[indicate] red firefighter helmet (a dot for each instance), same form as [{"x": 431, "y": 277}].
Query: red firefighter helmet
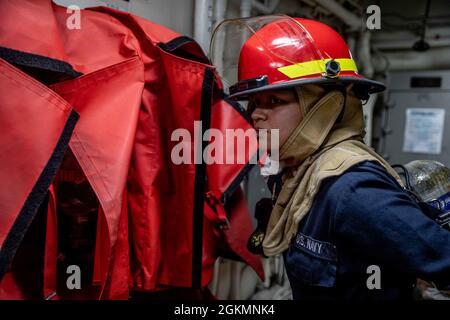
[{"x": 280, "y": 52}]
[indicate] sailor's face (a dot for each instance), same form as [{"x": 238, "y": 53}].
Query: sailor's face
[{"x": 277, "y": 109}]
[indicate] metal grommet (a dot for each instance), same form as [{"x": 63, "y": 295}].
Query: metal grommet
[{"x": 332, "y": 68}]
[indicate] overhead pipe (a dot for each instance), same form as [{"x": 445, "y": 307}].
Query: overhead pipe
[
  {"x": 364, "y": 56},
  {"x": 265, "y": 8},
  {"x": 203, "y": 23}
]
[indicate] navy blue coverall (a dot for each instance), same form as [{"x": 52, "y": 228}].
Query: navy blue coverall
[{"x": 360, "y": 219}]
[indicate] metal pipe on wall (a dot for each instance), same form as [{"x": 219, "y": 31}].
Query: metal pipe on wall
[{"x": 203, "y": 23}]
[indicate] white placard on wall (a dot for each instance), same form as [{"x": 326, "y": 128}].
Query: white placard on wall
[{"x": 424, "y": 130}]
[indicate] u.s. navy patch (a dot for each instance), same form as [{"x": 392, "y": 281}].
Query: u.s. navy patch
[{"x": 320, "y": 249}]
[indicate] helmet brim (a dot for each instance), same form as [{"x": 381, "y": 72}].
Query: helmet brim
[{"x": 362, "y": 86}]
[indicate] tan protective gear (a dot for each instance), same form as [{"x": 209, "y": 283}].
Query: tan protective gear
[{"x": 320, "y": 147}]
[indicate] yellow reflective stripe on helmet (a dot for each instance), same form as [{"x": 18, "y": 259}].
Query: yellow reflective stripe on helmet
[{"x": 314, "y": 67}]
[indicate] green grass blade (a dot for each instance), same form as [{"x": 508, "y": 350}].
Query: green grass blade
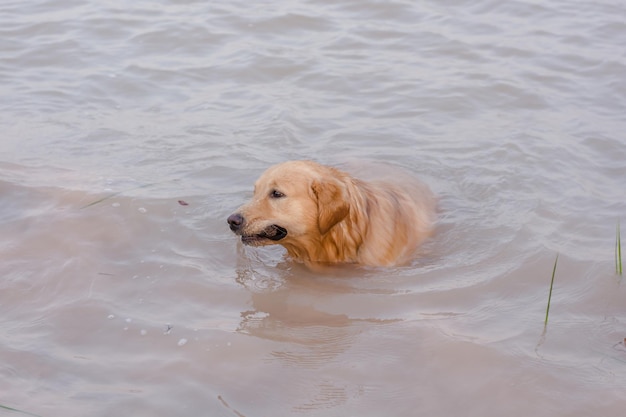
[
  {"x": 551, "y": 286},
  {"x": 618, "y": 250}
]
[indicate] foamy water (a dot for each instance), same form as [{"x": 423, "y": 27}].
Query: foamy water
[{"x": 130, "y": 131}]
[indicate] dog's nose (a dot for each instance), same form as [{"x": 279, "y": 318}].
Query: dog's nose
[{"x": 235, "y": 221}]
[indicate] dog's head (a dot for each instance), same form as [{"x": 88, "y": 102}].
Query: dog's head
[{"x": 293, "y": 201}]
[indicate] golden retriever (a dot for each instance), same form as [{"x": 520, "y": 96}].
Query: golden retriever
[{"x": 323, "y": 215}]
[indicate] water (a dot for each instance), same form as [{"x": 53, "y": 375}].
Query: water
[{"x": 118, "y": 299}]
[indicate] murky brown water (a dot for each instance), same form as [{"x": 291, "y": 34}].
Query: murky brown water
[{"x": 118, "y": 299}]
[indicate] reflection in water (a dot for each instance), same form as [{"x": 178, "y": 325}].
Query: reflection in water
[{"x": 285, "y": 310}]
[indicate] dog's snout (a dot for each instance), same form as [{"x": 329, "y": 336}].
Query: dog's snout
[{"x": 235, "y": 221}]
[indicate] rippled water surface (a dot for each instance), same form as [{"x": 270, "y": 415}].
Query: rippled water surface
[{"x": 131, "y": 130}]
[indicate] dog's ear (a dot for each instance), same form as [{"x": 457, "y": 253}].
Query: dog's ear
[{"x": 332, "y": 203}]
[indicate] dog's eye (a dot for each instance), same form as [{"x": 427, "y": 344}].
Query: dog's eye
[{"x": 276, "y": 194}]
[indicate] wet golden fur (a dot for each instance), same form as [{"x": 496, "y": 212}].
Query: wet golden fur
[{"x": 330, "y": 217}]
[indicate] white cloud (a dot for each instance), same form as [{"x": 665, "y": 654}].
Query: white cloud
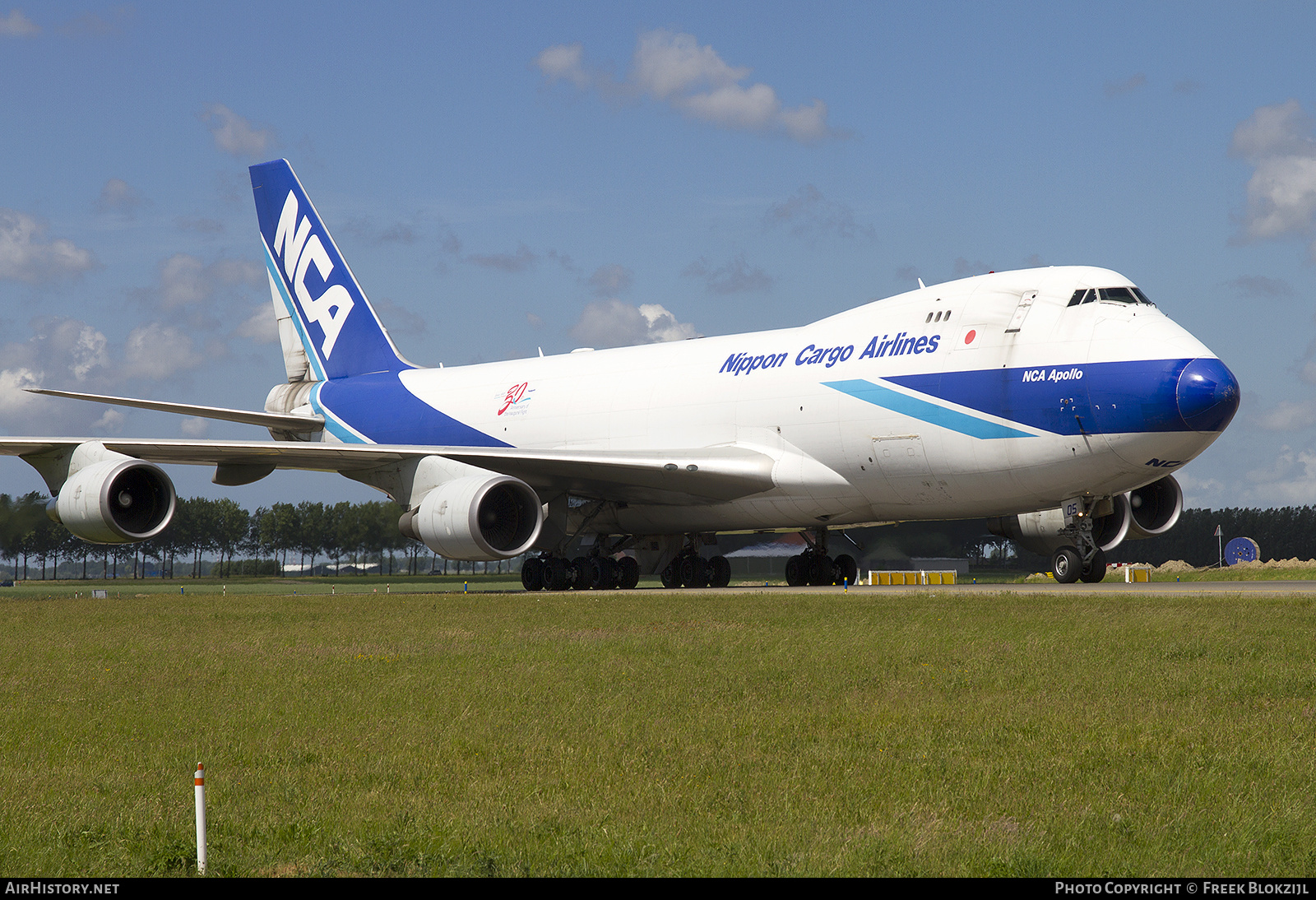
[
  {"x": 118, "y": 197},
  {"x": 1290, "y": 480},
  {"x": 260, "y": 325},
  {"x": 63, "y": 353},
  {"x": 1260, "y": 285},
  {"x": 506, "y": 262},
  {"x": 111, "y": 420},
  {"x": 736, "y": 276},
  {"x": 694, "y": 79},
  {"x": 1127, "y": 86},
  {"x": 616, "y": 324},
  {"x": 563, "y": 62},
  {"x": 234, "y": 133},
  {"x": 17, "y": 26},
  {"x": 13, "y": 395},
  {"x": 809, "y": 215},
  {"x": 25, "y": 256},
  {"x": 158, "y": 351},
  {"x": 611, "y": 281},
  {"x": 1282, "y": 190},
  {"x": 186, "y": 282}
]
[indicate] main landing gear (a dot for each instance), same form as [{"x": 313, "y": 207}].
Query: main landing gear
[
  {"x": 691, "y": 570},
  {"x": 599, "y": 573},
  {"x": 815, "y": 568}
]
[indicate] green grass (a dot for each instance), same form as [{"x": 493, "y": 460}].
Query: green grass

**YOUR INSTRUCTIONS**
Give back the exact lines above, running from the one that has "Query: murky brown water" through the one that has "[indicate] main landing", with nothing added and no pictures.

**EXERCISE RESULT**
Query: murky brown water
[{"x": 118, "y": 299}]
[indicate] reflection in water (a dot for each instance), same form as [{"x": 178, "y": 325}].
Query: reflection in water
[{"x": 285, "y": 310}]
[indicate] dog's snout (a dot for each instance), same form as [{"x": 329, "y": 336}].
Query: dog's snout
[{"x": 235, "y": 221}]
[indicate] rippled water surface (a dot for each instance), same form as [{"x": 270, "y": 415}].
Query: rippled water surface
[{"x": 131, "y": 130}]
[indicate] dog's ear (a dot for each instance), same form as [{"x": 457, "y": 253}].
Query: dog's ear
[{"x": 332, "y": 203}]
[indicate] dog's eye (a dot for each instance), same form as [{"x": 427, "y": 344}].
Query: dog's eye
[{"x": 276, "y": 194}]
[indicate] wet golden fur (a dot for each instance), same form as [{"x": 496, "y": 212}].
Query: wet golden fur
[{"x": 330, "y": 217}]
[indicate] white cloud (a dot for each instance), same form as [{"x": 665, "y": 654}].
Query: white cloud
[
  {"x": 118, "y": 197},
  {"x": 1290, "y": 480},
  {"x": 260, "y": 325},
  {"x": 63, "y": 353},
  {"x": 1260, "y": 285},
  {"x": 506, "y": 262},
  {"x": 111, "y": 420},
  {"x": 736, "y": 276},
  {"x": 694, "y": 79},
  {"x": 1127, "y": 86},
  {"x": 616, "y": 324},
  {"x": 563, "y": 62},
  {"x": 234, "y": 133},
  {"x": 17, "y": 26},
  {"x": 13, "y": 395},
  {"x": 809, "y": 215},
  {"x": 25, "y": 256},
  {"x": 158, "y": 351},
  {"x": 611, "y": 281},
  {"x": 1282, "y": 190},
  {"x": 186, "y": 282}
]
[indicate] main landing gear (a dot for each instance), same form as [{"x": 313, "y": 207}].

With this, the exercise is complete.